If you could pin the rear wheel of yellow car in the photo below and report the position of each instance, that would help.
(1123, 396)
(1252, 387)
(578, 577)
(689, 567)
---+---
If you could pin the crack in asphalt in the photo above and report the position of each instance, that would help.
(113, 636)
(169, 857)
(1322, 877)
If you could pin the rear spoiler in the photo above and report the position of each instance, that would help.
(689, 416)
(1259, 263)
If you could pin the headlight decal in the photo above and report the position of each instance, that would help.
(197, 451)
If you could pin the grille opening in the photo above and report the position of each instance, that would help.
---+---
Description of the task. Of all the entries above, repeat only the lines from the line that has "If you could pin the rear spoiler" to the line that has "If you could pin the grille", both lines included, exactly.

Response to the task.
If you could pin the rear spoiler in the photo above and report the position of each instance, that would help.
(689, 416)
(1259, 263)
If you could pin the headlight decal in the photo above and report the position of each instance, that would help.
(197, 451)
If you could pin the grille opening in the photo above and report the position of each instance, that would help.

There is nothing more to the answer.